Exercise objective -
What is needed is an exact repeat of the lines from the line containing "(a) The flower" through the final line of the entries below, and nothing else.

╭─ Data for this task

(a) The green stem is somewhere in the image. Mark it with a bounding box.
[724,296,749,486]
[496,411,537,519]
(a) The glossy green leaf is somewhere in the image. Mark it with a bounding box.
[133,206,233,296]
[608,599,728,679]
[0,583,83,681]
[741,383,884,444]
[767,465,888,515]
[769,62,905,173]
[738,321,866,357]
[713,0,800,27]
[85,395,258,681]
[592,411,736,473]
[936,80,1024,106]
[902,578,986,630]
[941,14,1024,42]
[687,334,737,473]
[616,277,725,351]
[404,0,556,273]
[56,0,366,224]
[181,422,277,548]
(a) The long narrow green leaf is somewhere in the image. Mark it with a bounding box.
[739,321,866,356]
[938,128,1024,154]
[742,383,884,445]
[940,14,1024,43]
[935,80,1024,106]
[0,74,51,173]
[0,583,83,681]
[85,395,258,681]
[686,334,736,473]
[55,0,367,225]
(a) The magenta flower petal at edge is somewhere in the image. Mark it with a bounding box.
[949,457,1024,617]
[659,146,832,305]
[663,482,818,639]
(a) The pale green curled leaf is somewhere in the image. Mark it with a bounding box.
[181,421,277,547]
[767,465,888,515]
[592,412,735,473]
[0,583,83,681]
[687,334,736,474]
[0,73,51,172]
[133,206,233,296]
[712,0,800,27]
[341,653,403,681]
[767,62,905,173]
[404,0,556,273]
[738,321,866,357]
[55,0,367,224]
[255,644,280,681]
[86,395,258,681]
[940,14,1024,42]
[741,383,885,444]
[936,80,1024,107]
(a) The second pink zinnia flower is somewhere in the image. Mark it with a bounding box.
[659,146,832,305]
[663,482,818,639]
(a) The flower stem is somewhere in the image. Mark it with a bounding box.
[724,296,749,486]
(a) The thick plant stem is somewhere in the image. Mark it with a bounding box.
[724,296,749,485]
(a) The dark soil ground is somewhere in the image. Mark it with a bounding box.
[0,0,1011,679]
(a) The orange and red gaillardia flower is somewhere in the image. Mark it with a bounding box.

╰─

Task output -
(a) The flower stem is somewhere in the image. Mark it with a bounding box.
[724,296,749,486]
(a) The thick plant stem is somewhere in the image. Mark it with a bounding box.
[724,296,749,485]
(a) The dark soil ground is somewhere in the image. Mark it with a bounding box.
[0,0,1011,679]
(a) The orange and red gaillardia flower is somewhere in the image. Mark it with a bounding box.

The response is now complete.